##### Texte fourni

5. Si M. C...invoque la circonstance que lui-même et sa famille encourent des risques de représailles dans son pays d'origine du fait de l'engagement politique de son père au sein du parti démocratique albanais, et que ce dernier a été agressé par des membres du parti politique adverse lors des élections de mai 2011 et juin 2013, il n'apporte toutefois aucun élément probant de nature à établir la réalité des risques personnels et actuels allégués en cas de retour dans son pays d'origine, risques dont l'Office français de protection des réfugiés et apatrides n'a d'ailleurs pas reconnu l'existence. Par suite, le moyen tiré de l'erreur manifeste d'appréciation des conséquences d'une exceptionnelle gravité que la décision portant refus de séjour emporterait sur sa situation personnelle ne peut qu'être écarté.
En ce qui concerne la légalité de l'obligation de quitter le territoire français :
6. En l'absence d'illégalité du refus de titre de séjour contesté, le moyen tiré du défaut de base légale de la décision portant obligation de quitter le territoire français doit être écarté.
7. Aux termes de l'article L. 741-4 du code de l'entrée et du séjour des étrangers et du droit d'asile : " Sous réserve du respect des stipulations de l'article 33 de la convention de Genève du 28 juillet 1951 relative au statut des réfugiés, l'admission en France d'un étranger qui demande à bénéficier de l'asile ne peut être refusée que si : (...) 2° L'étranger qui demande à bénéficier de l'asile a la nationalité d'un pays pour lequel ont été mises en oeuvre les stipulations du 5 du C de l'article 1er de la convention de Genève susmentionnée ou d'un pays considéré comme un pays d'origine sûr. Un pays est considéré comme tel s'il veille au respect des principes de la liberté, de la démocratie et de l'état de droit, ainsi que des droits de l'homme et des libertés fondamentales. La prise en compte du caractère sûr du pays d'origine ne peut faire obstacle à l'examen individuel de chaque demande ; (...) ". Aux termes de l'article L. 742-6 du même code : " L'étranger présent sur le territoire français dont la demande d'asile entre dans l'un des cas visés aux 2° à 4° de l'article L. 741-4 bénéficie du droit de se maintenir en France jusqu'à la notification de la décision de l'Office français de protection des réfugiés et apatrides, lorsqu'il s'agit d'une décision de rejet. (...) ".

##########
##### Données fournies

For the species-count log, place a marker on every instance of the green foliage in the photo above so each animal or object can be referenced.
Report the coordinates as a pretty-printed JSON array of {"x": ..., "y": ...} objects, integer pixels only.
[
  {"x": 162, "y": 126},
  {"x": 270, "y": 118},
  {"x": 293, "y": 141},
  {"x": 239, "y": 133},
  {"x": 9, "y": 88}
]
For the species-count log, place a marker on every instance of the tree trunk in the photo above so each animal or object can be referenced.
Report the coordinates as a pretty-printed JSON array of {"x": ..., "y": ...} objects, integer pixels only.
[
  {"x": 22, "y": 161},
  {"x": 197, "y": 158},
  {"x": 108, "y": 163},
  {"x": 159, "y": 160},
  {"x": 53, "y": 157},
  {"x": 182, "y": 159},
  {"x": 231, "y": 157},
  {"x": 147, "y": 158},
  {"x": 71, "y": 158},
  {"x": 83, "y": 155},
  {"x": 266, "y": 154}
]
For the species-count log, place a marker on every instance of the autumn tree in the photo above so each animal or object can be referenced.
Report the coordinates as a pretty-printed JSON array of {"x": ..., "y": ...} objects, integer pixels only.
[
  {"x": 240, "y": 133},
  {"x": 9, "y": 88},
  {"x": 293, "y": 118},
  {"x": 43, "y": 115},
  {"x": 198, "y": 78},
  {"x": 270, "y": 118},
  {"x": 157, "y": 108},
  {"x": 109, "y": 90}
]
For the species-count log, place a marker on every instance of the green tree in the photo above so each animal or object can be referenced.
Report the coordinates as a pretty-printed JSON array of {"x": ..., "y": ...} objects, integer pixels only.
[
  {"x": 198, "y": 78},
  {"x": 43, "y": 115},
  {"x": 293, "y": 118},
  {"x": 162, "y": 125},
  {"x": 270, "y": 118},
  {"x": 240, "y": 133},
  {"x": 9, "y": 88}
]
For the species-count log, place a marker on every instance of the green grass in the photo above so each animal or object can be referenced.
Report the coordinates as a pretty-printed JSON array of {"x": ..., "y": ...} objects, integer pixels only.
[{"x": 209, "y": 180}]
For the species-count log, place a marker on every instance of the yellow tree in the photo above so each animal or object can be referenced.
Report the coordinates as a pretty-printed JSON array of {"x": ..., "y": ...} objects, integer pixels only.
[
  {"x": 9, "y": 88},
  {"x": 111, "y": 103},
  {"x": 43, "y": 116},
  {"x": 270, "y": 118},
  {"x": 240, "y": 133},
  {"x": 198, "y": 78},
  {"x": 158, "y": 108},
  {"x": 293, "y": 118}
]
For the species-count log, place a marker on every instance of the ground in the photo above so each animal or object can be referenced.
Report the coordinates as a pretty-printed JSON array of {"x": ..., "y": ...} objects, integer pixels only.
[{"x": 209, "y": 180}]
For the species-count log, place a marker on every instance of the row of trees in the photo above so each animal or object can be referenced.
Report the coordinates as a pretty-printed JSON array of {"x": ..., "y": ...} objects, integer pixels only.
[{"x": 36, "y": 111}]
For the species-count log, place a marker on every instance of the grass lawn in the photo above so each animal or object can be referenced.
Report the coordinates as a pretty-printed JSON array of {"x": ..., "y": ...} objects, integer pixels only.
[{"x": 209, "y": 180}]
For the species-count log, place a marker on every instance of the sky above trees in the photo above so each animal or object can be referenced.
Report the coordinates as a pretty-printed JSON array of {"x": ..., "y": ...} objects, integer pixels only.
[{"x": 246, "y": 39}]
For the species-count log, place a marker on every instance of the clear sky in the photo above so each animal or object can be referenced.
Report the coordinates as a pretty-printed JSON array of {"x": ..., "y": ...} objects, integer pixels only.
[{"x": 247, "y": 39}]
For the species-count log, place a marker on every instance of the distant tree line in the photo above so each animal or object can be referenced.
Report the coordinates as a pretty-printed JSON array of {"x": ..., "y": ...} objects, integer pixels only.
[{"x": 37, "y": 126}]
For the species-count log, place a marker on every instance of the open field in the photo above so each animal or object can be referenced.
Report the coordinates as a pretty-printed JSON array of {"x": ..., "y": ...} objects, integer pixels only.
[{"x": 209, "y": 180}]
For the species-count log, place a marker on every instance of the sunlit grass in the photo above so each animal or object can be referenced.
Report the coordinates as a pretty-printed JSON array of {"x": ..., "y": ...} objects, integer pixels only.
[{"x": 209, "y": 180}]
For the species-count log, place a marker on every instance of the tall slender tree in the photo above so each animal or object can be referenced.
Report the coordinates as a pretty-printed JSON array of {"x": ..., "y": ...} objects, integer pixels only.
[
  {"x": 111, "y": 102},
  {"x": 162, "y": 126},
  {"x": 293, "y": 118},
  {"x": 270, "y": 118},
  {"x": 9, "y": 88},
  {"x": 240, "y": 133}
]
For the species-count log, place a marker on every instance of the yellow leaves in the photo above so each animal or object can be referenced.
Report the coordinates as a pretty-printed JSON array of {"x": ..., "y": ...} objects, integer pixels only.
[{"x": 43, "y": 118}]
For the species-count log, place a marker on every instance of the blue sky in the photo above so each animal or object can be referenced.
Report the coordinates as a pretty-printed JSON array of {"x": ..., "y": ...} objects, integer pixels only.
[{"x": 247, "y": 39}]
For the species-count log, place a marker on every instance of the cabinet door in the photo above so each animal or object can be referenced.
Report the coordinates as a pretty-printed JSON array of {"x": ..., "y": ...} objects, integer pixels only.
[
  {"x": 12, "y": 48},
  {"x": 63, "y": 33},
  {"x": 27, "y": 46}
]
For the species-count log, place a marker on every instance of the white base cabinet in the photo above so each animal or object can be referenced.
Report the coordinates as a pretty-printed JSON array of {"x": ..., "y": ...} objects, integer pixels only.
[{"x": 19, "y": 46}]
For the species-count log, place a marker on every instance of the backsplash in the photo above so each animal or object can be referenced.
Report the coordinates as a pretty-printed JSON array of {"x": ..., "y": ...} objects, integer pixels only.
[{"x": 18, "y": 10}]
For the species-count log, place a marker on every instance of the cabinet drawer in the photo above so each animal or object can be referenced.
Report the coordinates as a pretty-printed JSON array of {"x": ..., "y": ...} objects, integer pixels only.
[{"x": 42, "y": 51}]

##########

_Consignes:_
(1) D'après le texte fourni, jusqu'à quand l'étranger visé par l'article L. 742-6 bénéficie-t-il du droit de se maintenir en France ?
(2) Recopiez mot pour mot le passage du texte fourni qui commence par « En ce qui concerne » et va jusqu'à « doit être écarté. ».

_Réponses données:_
(1) Jusqu'à la notification de la décision de l'Office français de protection des réfugiés et apatrides, lorsqu'il s'agit d'une décision de rejet.

(2)
En ce qui concerne la légalité de l'obligation de quitter le territoire français :
6. En l'absence d'illégalité du refus de titre de séjour contesté, le moyen tiré du défaut de base légale de la décision portant obligation de quitter le territoire français doit être écarté.